(Data records)
(begin)
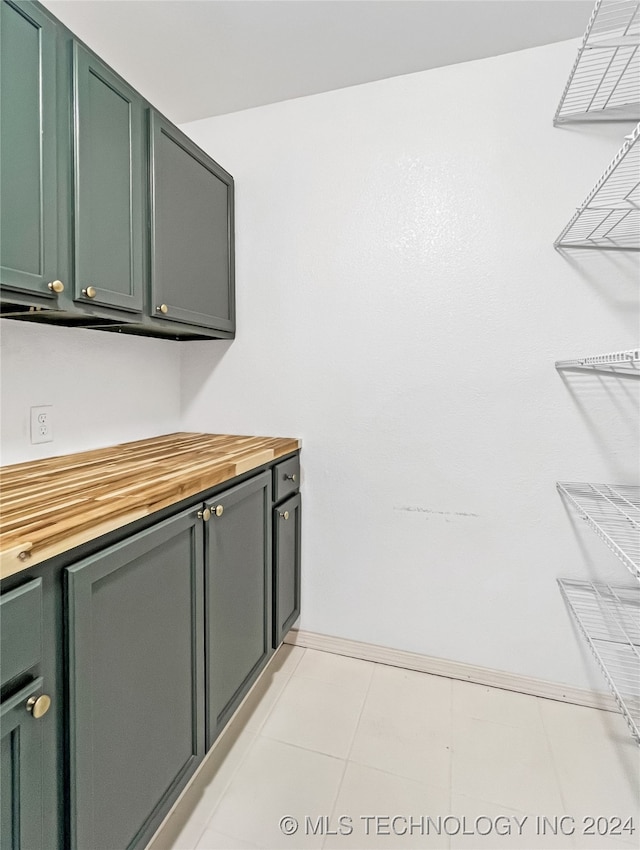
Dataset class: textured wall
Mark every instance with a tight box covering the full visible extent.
[0,319,180,464]
[181,42,640,688]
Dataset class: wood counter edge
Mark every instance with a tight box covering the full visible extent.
[0,432,302,581]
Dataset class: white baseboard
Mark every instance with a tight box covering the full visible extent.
[285,629,619,711]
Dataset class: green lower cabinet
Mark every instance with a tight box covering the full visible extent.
[65,507,204,850]
[273,493,302,648]
[205,472,273,747]
[0,679,45,850]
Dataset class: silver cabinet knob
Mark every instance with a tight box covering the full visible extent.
[26,694,51,720]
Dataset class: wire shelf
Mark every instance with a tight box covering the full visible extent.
[553,0,640,125]
[556,348,640,377]
[554,124,640,251]
[558,579,640,744]
[557,481,640,581]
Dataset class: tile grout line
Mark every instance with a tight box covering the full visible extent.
[322,662,378,848]
[194,647,306,850]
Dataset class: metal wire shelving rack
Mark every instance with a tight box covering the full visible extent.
[553,124,640,251]
[558,579,640,744]
[553,0,640,125]
[556,348,640,377]
[557,481,640,581]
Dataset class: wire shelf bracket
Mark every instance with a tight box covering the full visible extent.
[558,579,640,744]
[554,124,640,251]
[556,348,640,377]
[557,481,640,581]
[553,0,640,126]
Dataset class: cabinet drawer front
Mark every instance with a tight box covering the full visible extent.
[73,43,144,311]
[273,493,302,649]
[150,112,235,331]
[0,578,42,685]
[273,455,300,502]
[0,2,58,298]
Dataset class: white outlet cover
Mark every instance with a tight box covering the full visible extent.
[31,404,53,445]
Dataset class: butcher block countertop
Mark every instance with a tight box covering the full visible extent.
[0,434,300,578]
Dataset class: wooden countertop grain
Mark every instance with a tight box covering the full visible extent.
[0,433,300,579]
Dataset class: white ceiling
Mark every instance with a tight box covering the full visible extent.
[44,0,593,123]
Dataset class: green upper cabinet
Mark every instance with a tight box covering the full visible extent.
[73,42,145,311]
[0,2,58,297]
[150,115,235,332]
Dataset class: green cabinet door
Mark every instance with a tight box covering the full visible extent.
[273,486,302,647]
[73,42,145,311]
[0,679,45,850]
[65,508,204,850]
[205,472,272,747]
[0,0,58,298]
[150,111,235,331]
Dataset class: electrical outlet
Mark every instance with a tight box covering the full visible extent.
[31,404,53,443]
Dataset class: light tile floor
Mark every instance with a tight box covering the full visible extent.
[149,646,640,850]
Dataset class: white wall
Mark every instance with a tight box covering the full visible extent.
[0,319,180,465]
[181,42,639,689]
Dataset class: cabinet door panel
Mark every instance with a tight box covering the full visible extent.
[0,2,58,297]
[66,510,204,850]
[73,43,144,310]
[205,472,271,746]
[273,493,302,647]
[151,113,234,331]
[0,679,43,850]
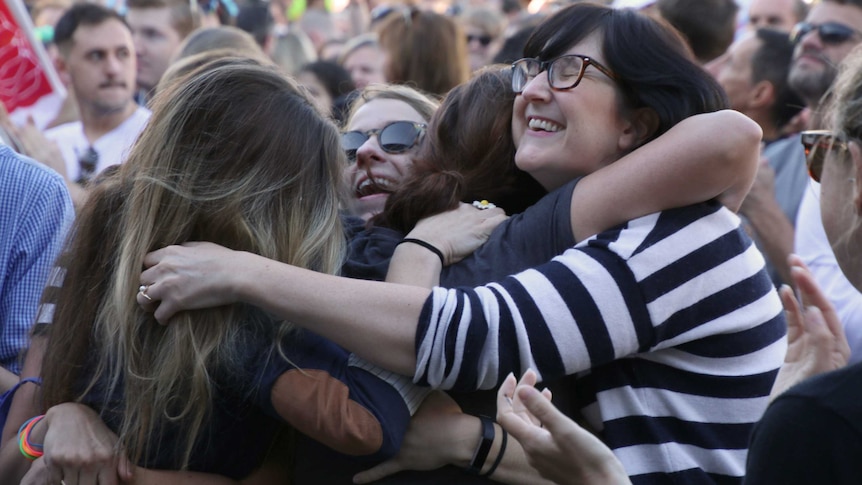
(end)
EXERCISE GOAL >>
Copy the data without changes, starting at the line that contains "Dataset class: butcher block countertop" and ending at the end of the data, with both ends included. Leave the pictures out of your answer.

EXERCISE ANSWER >>
Dataset class: butcher block countertop
Mark every instance with a tight box covering the full visible extent.
[0,434,300,578]
Dataset class: wooden countertop grain
Mark every instance with a tight box covering the full visible extent.
[0,433,300,579]
Dataset class: white ceiling
Mark every instance with a tight box covering the full visible extent.
[44,0,593,123]
Dataset class: green upper cabinet
Mark every instance with a tight box covering the full visible extent.
[73,42,145,311]
[0,2,58,297]
[150,115,235,332]
Dataset class: green cabinet door
Mark every instance with a tight box covering the full visible extent.
[273,486,302,647]
[73,42,145,311]
[0,679,45,850]
[65,508,204,850]
[205,472,272,747]
[0,0,58,298]
[150,111,235,331]
Dataset class: electrical outlet
Mark every instance with a tight box covering the full visible extent.
[31,404,53,443]
Dataset class: light tile floor
Mark every instance with a tight box covering the full visible extent.
[149,646,640,850]
Dataset class: white wall
Mark every instance with a tight box covering the full visible extent.
[0,319,180,465]
[181,42,639,689]
Dataset class: cabinet door panel
Mark every instance with a tight box covering the full visible extent.
[0,2,58,297]
[66,510,204,850]
[73,43,144,310]
[205,472,271,746]
[273,493,302,647]
[151,113,234,331]
[0,679,43,850]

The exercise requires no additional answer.